Supplied text ::
In a post on X, Adhikari also said he has written to Chief Election Commissioner Gyanesh Kumar, and claimed that the Special Intensive Revision (SIR) of the electoral rolls was "exposing the rot in the voter lists - bogus entries, duplicates, and infiltrators that have been nurtured under the TMC's watch for years".

The BJP leader alleged that the SIR exercise was "damaging the TMC's electoral prospects", and that's why the CM was resorting to hysteria".

Banerjee had on Saturday written to the CEC, alleging that the ongoing SIR of electoral rolls has been turned into an exercise to exclude voters rather than correct records.

In her third letter to Kumar since the beginning of SIR, the chief minister accused the Election Commission of "political bias, insensitivity, and high-handedness" during the exercise.

“I would again reiterate that her claims are nothing but a desperate attempt to derail this crucial process, which is exposing the rot in our voter lists - bogus entries, duplicates and infiltrators that have been nurtured under TMC’s watch for years,” Adhikari alleged in the post.

In his letter to the CEC, dated January 10, the leader of the opposition described the chief minister’s objections as a “politically motivated attempt” to obstruct the SIR and termed the ECI’s move as "essential to ensure free, fair and transparent" elections in the state.

"The chief minister’s portrayal of this exercise as ‘unplanned, insensitive and inhuman’ is nothing short of a gross exaggeration, blown out of proportion to create public hysteria and shift focus from her government’s failures," the BJP leader alleged.

He claimed that the SIR exercise had "exposed vulnerabilities in the electoral rolls that threatened the ruling party’s electoral prospects", triggering what he termed “unfounded outbursts” from the state administration.

On December 16, the Election Commission published the draft electoral rolls after the first phase of the SIR, with the electorate dropping from 7.66 crore to 7.08 crore following the deletion of over 58 lakh names.

The second phase, which began on December 27, involves hearings of 1.67 crore electors under scrutiny, including 1.36 crore flagged for logical discrepancies and 31 lakh whose records lack mapping.

The LoP urged the Election Commission to continue the voter list revision exercise with diligence, asserting that the SIR is a routine constitutional process and should not be politicised.

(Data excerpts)
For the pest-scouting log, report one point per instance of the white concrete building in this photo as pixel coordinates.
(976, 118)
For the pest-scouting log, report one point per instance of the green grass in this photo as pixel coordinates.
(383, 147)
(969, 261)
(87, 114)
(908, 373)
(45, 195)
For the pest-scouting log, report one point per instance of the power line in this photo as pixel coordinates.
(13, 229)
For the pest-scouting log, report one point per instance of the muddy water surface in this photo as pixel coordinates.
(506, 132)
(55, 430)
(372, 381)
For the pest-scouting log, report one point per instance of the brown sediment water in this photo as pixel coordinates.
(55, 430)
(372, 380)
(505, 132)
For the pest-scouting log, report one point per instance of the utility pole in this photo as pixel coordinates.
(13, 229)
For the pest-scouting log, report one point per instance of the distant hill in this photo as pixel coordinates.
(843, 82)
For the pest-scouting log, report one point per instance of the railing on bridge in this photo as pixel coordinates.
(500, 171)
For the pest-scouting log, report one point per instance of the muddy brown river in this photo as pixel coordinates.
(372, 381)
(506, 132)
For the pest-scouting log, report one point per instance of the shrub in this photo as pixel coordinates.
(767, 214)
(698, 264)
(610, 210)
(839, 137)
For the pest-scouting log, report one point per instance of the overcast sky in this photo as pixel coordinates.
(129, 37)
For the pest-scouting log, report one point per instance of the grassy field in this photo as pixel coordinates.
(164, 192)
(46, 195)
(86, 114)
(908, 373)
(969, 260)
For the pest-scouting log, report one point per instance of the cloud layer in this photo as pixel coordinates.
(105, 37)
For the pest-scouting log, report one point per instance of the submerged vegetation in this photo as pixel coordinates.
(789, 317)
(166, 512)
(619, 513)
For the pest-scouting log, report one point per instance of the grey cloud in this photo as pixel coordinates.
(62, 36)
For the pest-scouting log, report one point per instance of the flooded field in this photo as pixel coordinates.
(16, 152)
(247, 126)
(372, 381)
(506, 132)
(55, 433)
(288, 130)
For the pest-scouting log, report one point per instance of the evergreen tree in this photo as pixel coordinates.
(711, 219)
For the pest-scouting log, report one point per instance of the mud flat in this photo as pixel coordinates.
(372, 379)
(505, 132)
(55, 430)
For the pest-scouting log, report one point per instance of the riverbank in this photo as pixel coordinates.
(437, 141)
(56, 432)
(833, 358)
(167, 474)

Task requirements ::
1. Condense the paragraph of the news report beginning "On December 16, the Election Commission published" into a short bulleted list that keeps its main facts.
2. Reproduce the news report word for word, beginning at the words "In his letter" and ending after the words "the state administration.".

Activity answers ::
1.
- On December 16, the Election Commission published the draft electoral rolls after the first phase of the SIR.
- The electorate dropped from 7.66 crore to 7.08 crore.
- Over 58 lakh names were deleted.

2.
In his letter to the CEC, dated January 10, the leader of the opposition described the chief minister’s objections as a “politically motivated attempt” to obstruct the SIR and termed the ECI’s move as "essential to ensure free, fair and transparent" elections in the state.

"The chief minister’s portrayal of this exercise as ‘unplanned, insensitive and inhuman’ is nothing short of a gross exaggeration, blown out of proportion to create public hysteria and shift focus from her government’s failures," the BJP leader alleged.

He claimed that the SIR exercise had "exposed vulnerabilities in the electoral rolls that threatened the ruling party’s electoral prospects", triggering what he termed “unfounded outbursts” from the state administration.